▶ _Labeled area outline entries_

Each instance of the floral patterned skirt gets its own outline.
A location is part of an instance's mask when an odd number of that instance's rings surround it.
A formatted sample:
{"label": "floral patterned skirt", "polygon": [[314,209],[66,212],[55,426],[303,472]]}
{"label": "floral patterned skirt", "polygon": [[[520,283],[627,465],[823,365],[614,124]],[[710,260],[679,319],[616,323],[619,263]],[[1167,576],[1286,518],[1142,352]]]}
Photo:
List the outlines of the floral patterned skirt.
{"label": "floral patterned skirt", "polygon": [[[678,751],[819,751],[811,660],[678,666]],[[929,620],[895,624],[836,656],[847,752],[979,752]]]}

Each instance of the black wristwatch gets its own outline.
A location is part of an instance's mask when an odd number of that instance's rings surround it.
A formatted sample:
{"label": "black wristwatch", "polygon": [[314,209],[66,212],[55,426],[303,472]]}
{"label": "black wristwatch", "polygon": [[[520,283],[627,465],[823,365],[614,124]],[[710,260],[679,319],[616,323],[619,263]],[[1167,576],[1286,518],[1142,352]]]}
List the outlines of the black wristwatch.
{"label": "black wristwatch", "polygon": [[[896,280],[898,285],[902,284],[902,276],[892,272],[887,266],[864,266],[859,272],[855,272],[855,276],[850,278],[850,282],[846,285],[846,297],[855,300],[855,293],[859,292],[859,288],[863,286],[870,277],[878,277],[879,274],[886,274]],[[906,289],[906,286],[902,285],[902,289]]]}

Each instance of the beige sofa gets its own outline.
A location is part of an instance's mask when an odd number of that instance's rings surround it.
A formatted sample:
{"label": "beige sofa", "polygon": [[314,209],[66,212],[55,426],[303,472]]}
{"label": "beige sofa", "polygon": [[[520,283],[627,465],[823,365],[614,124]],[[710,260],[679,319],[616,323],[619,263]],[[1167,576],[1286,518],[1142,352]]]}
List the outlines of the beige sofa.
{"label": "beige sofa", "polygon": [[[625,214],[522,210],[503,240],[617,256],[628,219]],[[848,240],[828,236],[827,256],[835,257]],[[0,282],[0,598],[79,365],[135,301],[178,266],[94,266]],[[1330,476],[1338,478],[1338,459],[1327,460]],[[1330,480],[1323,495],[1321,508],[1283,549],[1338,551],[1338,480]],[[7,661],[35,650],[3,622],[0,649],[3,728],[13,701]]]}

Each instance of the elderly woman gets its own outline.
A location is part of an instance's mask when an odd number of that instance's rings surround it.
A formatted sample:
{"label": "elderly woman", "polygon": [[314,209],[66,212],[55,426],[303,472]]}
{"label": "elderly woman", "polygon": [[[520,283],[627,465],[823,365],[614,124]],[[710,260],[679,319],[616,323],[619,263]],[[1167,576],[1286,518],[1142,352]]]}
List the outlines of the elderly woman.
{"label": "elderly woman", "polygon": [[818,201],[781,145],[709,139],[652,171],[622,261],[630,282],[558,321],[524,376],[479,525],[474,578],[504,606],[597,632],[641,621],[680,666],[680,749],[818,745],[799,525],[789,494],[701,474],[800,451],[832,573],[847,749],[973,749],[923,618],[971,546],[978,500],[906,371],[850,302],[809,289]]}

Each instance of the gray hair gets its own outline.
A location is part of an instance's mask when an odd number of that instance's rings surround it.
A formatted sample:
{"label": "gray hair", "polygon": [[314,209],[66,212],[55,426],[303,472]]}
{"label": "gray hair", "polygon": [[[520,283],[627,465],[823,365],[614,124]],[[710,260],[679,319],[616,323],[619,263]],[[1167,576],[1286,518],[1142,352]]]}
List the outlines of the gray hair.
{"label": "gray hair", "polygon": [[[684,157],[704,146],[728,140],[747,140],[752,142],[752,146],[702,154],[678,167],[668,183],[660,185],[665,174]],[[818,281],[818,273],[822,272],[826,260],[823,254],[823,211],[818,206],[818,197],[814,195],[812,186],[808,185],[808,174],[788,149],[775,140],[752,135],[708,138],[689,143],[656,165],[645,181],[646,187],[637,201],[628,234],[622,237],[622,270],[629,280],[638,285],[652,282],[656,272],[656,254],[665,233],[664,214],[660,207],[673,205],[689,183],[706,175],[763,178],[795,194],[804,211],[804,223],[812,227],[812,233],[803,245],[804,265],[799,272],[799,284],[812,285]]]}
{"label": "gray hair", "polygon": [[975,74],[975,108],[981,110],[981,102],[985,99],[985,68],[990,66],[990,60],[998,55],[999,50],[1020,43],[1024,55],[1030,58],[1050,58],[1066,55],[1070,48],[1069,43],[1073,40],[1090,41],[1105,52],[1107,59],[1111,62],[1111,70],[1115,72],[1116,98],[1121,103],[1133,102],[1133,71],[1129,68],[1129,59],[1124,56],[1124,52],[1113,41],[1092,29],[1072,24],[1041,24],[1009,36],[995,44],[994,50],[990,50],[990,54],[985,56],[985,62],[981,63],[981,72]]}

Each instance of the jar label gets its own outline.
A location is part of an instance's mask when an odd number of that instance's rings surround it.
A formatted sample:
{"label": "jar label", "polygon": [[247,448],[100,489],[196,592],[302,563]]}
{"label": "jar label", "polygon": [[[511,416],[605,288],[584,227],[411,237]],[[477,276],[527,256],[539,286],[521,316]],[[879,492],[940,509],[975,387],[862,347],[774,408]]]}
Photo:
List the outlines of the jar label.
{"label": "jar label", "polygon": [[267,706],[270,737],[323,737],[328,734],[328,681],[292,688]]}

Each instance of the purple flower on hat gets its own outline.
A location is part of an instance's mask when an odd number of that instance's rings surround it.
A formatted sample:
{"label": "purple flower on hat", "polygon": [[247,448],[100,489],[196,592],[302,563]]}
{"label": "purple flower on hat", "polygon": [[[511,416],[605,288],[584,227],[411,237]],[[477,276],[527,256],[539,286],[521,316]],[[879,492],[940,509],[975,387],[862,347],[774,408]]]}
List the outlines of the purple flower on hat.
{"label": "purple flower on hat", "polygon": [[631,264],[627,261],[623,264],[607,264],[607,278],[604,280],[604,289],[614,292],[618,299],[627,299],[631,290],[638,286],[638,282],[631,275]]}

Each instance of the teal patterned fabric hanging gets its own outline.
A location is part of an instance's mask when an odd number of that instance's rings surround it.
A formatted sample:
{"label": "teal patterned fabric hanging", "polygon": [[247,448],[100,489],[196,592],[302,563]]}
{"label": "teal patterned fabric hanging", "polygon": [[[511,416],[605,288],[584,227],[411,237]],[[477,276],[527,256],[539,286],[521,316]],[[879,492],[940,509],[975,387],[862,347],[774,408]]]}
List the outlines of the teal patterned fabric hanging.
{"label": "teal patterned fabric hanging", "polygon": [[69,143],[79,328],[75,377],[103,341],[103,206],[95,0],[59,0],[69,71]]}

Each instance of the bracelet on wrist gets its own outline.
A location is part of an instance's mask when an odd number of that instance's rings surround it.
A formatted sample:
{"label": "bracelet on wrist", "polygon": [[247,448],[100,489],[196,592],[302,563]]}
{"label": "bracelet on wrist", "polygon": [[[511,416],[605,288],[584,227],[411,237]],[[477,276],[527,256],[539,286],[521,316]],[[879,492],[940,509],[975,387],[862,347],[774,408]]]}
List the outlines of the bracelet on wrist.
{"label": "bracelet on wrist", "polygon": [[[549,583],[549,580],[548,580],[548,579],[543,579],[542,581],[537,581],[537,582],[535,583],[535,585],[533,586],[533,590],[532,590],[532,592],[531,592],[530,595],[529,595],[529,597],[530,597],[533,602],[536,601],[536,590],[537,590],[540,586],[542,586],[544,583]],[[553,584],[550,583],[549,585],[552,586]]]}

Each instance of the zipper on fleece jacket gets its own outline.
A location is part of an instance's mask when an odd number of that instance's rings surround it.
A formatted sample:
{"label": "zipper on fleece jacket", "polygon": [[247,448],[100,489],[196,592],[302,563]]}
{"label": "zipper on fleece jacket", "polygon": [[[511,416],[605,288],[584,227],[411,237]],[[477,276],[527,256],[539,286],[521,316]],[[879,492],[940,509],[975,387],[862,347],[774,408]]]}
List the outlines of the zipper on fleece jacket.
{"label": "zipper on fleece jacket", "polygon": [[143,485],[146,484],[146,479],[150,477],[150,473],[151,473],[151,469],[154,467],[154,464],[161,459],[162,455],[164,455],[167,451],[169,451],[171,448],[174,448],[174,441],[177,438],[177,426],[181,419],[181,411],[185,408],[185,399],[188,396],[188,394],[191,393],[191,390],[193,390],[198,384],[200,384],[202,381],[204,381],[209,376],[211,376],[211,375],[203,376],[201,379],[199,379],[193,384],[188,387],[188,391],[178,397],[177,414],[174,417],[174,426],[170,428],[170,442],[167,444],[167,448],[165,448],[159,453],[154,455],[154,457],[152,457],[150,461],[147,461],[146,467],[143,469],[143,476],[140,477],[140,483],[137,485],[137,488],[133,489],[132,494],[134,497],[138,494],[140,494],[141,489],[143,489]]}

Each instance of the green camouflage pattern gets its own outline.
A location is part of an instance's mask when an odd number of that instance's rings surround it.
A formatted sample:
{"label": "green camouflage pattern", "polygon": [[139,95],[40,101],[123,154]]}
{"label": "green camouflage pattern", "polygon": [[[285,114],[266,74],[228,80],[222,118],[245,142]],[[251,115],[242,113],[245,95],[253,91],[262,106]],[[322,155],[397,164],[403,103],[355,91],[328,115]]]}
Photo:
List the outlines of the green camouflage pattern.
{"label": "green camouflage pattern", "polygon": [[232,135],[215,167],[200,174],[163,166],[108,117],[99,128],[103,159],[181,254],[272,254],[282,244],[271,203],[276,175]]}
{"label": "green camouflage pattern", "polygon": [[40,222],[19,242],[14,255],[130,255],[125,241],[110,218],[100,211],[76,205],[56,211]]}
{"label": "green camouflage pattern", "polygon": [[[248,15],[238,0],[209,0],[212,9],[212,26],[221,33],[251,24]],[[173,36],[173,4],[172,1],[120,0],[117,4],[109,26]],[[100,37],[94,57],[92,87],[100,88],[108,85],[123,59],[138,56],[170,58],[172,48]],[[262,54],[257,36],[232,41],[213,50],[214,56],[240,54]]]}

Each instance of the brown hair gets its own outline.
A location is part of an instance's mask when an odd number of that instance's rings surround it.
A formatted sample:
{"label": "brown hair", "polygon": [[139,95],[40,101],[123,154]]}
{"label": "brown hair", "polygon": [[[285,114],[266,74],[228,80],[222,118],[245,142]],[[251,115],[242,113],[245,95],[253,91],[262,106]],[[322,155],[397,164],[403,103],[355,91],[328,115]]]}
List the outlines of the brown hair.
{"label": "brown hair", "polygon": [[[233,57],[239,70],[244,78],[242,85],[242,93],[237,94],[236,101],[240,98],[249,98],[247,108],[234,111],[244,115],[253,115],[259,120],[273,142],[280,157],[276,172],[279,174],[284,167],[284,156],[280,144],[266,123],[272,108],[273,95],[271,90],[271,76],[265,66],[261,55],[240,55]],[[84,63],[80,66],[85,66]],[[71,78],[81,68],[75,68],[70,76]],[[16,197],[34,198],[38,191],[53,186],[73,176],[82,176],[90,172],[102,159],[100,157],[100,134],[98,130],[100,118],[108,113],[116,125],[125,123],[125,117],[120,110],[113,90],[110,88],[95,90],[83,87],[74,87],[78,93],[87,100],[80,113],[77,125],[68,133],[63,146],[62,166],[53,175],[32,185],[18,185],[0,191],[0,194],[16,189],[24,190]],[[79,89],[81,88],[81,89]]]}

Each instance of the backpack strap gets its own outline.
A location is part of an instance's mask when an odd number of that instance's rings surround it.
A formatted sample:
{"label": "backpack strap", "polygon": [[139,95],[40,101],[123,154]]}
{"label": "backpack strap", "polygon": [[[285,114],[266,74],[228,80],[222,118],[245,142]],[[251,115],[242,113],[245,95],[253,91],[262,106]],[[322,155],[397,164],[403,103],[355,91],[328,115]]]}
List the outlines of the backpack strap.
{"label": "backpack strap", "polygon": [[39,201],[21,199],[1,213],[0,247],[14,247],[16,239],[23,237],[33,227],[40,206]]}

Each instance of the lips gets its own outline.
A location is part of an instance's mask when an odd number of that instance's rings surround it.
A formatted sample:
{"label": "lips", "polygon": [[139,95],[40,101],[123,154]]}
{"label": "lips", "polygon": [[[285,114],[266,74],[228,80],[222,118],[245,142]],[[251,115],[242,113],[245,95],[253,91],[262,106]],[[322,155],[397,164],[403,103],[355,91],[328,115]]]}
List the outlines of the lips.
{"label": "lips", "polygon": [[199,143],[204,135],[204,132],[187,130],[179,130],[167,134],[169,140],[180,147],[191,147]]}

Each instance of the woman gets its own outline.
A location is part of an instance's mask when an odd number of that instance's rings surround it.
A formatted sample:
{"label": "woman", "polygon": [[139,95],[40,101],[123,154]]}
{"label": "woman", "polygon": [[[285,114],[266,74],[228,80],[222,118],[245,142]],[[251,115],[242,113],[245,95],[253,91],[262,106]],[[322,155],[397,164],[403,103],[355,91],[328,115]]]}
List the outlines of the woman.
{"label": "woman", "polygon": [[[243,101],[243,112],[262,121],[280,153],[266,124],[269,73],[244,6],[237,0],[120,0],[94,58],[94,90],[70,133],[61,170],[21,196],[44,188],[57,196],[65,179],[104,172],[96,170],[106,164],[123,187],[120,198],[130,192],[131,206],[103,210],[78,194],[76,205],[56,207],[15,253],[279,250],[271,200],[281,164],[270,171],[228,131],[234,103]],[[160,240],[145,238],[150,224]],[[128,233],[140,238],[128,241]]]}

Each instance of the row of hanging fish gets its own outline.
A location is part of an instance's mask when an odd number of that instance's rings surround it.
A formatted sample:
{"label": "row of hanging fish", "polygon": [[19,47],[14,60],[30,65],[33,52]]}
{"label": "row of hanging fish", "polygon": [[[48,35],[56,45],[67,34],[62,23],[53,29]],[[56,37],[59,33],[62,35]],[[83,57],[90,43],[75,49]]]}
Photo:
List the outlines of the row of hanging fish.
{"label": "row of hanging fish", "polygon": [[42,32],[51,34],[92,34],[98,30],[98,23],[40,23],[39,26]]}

▶ _Written request_
In the records above, return only the line that contains "Each instance of the row" and every line after it through the last, exactly as they appear.

▶ _Answer_
Each instance of the row of hanging fish gets its own outline.
A location is part of an instance's mask when an odd number of that instance's rings surround it.
A formatted sample:
{"label": "row of hanging fish", "polygon": [[19,47],[14,60],[30,65],[33,52]]}
{"label": "row of hanging fish", "polygon": [[[48,35],[56,45],[67,34],[62,23],[53,29]],[[56,37],[59,33],[62,35]],[[83,57],[90,43],[75,49]]]}
Photo:
List the outlines of the row of hanging fish.
{"label": "row of hanging fish", "polygon": [[42,32],[51,34],[92,34],[98,30],[98,23],[40,23],[39,26]]}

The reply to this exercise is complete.